PASSAGE GIVEN:
━━━━

# Green River Recommendations



## oarboatman (Jul 20, 2006)

I am guessing you are talking labyrinth/ Stillwater canyon. Tag-a-long does a great job and does jet backs to Moab from the confluence. You will need a permit to go in to canyon lands but they are easy to get.


----------



## kazak4x4 (May 25, 2009)

Ya, which part of the green you are looking to float?

A&B (Below the dam)
Gates of Lodore
Desolation/Grey canyon
Labyrinth/Stillwater (flat)

All of those sections require a permit of some sort. A&B you want camping reservations, Lodore is a pita to get, Deso is a bit easier, Stillwater is a walk-in permit. If you are running commercially, then you don't need to worry about permits.

All major outfitters will provide a shuttle and a fun experience.


----------



## micronam (Apr 20, 2015)

*Green permits - Deso and Lodore*

I have an April Desolation Canyon and a September (Labor Day weekend) Lodore. Let's talk if you're interested in some Green River permitted action! Looking for folks with boats, a know-how of how to get them down a river, and good attitudes.


----------



## kazak4x4 (May 25, 2009)

micronam said:


> I have an April Desolation Canyon and a September (Labor Day weekend) Lodore. Let's talk if you're interested in some Green River permitted action! Looking for folks with boats, a know-how of how to get them down a river, and good attitudes.


Lodore during Labor Day weekend is still considered a high season permit. You can only go on 1 high season per year and it's split between Yampa and Lodore. High season is between Memorial and Labor days. Just FYI 

April Deso and Sept Lodore are easy waters, just point your boat down and enjoy the ride


----------



## micronam (Apr 20, 2015)

...which is why I just bailed off of my scheduled Yampa trip. Sad, but it's worth the Labor Day launch and spared vacation time


----------



## duct tape (Aug 25, 2009)

micronam said:


> ...which is why I just bailed off of my scheduled Yampa trip. Sad, but it's worth the Labor Day launch and spared vacation time


Jeez, I want some of your permit mojo.


----------



## micronam (Apr 20, 2015)

Strategy! I got Deso the day the permit lottery opened (for the last weeekend before high use started), got Lodore in the follow up at 8am sharp, and got invites on Yampa and the Grand cause I don't shut up about boating!!! I'm a lucky and very strategic boater! Just love being on the water!!! 

That being said, my usual crew is doing Yampa, so they can't join Lodore - hence looking for boaters to share it with. Love that place.


----------

━━━━

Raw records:
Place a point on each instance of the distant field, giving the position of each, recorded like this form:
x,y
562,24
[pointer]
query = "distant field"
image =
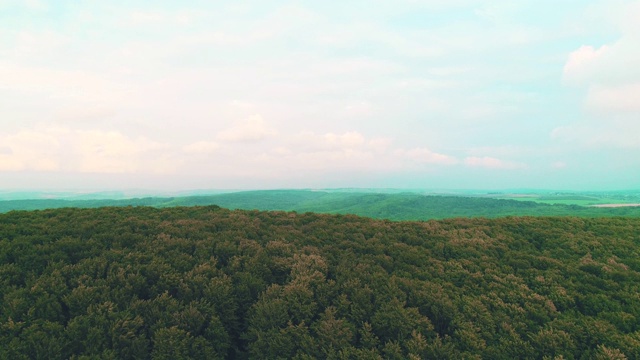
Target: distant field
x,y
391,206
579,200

━━━━

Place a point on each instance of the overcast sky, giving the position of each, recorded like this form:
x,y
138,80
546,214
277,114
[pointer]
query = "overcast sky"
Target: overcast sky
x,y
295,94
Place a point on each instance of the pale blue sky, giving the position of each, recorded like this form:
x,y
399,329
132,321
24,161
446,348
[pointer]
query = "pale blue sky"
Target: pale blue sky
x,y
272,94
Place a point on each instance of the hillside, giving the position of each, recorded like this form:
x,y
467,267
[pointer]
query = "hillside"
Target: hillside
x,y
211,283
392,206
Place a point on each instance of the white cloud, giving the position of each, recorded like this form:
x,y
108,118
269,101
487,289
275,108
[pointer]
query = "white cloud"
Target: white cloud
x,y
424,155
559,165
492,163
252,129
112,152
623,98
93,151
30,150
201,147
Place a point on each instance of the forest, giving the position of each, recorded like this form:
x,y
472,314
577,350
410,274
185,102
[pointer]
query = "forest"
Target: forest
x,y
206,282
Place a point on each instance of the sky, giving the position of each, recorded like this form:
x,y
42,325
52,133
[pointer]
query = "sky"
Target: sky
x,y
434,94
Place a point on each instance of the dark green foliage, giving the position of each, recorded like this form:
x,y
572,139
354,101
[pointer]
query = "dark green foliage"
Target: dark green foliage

━━━━

PROBLEM DESCRIPTION: In the forum thread about the Green River, what kind of permit does the Stillwater section require? These data come from a different source than the forum thread.

WRITTEN SOLUTION: A walk-in permit.